CONSIGNE:
Comment traduire en anglais cette phrase de l'extrait retenu sur les agriculteurs et les énergies renouvelables : « C’est anormal que l’on mette encore quatre ans à faire un méthaniseur en France alors qu’on met un an maximum dans les pays voisins. » ?

EXTRAIT RETENU:
┄┄┄┄┄┄┄┄┄┄┄┄┄┄┄┄┄┄┄┄

C’est tout un ensemble de choses positives pour la société comme pour l’agriculture.

TC : Où en sont les agriculteurs de la production d’énergies renouvelables ?

O.D. : Ça démarre. La volonté du monde agricole est très forte sur le photovoltaïque bien sûr. L’éolien, sur le plan territorial est plus compliqué à développer parce que « l’acceptation » est plus compliquée, surtout lorsqu’il y a concentration.Derrière, il y a des projets de méthanisation qui sortent. Au début, ils étaient surtout liés à l’élevage, pour diminuer l’impact des effluents sur l’environnement. Aujourd’hui, même dans les zones de polyculture-élevage voire de polycultures, il y a des projets. On a dans les tuyaux entre 300 et 400 projets au total et beaucoup d’agriculteurs se renseignent auprès des Chambres d’agriculture.On peut répondre à l’enjeu qui est de 30% de gaz vert en 2030. Le potentiel est là, les hommes sont là, le territoire est là. Après, il y a un travail à faire de normalisation de la part de l’Etat. C’est anormal que l’on mette encore quatre ans à faire un méthaniseur en France alors qu’on met un an maximum dans les pays voisins.Il faut aller plus vite, il faut trouver du cautionnement parce que la situation économique du monde agricole est telle que les banques, sur des projets de quatre à cinq millions d’euros, demandent des cautions importantes.A côté de l’électrique, notamment sur les transports, le gaz vert pourra être un carburant tout aussi intéressant notamment en matière de pollution puisqu’il ne pollue pas plus que l’électrique, si l’on compte la fabrication des batteries. Il y a un mix énergétique à trouver : l’électricité peut être plus en ville parce que l’on roule moins et le gaz à la campagne parce que les distances sont plus longues.

« La transition énergétique, des projets de territoires sur tout le territoire »

TC : Quels freins subsistent à l’adoption des énergies renouvelables ?

┄┄┄┄┄┄┄┄┄┄┄┄┄┄┄┄┄┄┄┄

SECTION DES DONNÉES:
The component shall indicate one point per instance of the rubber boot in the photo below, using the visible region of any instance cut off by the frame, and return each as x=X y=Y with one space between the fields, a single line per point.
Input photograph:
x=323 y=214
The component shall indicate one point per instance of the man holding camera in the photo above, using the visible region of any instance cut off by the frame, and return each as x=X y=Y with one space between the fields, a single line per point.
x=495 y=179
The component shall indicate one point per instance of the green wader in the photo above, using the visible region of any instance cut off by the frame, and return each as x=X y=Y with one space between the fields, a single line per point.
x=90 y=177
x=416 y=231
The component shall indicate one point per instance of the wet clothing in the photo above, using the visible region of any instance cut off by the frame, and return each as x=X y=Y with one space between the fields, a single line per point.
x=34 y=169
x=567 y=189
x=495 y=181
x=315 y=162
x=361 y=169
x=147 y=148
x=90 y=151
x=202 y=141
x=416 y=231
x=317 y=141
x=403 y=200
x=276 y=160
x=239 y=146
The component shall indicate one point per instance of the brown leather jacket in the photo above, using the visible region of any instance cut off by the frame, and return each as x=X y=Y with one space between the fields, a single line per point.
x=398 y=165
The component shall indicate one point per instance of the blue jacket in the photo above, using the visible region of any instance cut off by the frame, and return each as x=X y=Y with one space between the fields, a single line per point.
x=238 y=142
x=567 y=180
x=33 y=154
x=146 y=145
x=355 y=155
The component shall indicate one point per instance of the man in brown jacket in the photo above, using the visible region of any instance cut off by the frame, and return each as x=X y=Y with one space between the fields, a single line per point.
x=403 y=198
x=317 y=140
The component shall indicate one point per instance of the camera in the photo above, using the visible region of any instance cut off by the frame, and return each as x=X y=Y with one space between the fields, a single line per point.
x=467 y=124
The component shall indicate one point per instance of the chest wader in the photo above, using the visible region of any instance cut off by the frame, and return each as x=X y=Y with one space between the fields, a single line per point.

┄┄┄┄┄┄┄┄┄┄┄┄┄┄┄┄┄┄┄┄

RÉPONSE PROPOSÉE:
It is not normal that it still takes four years to build an anaerobic digester in France, whereas it takes one year at most in neighboring countries.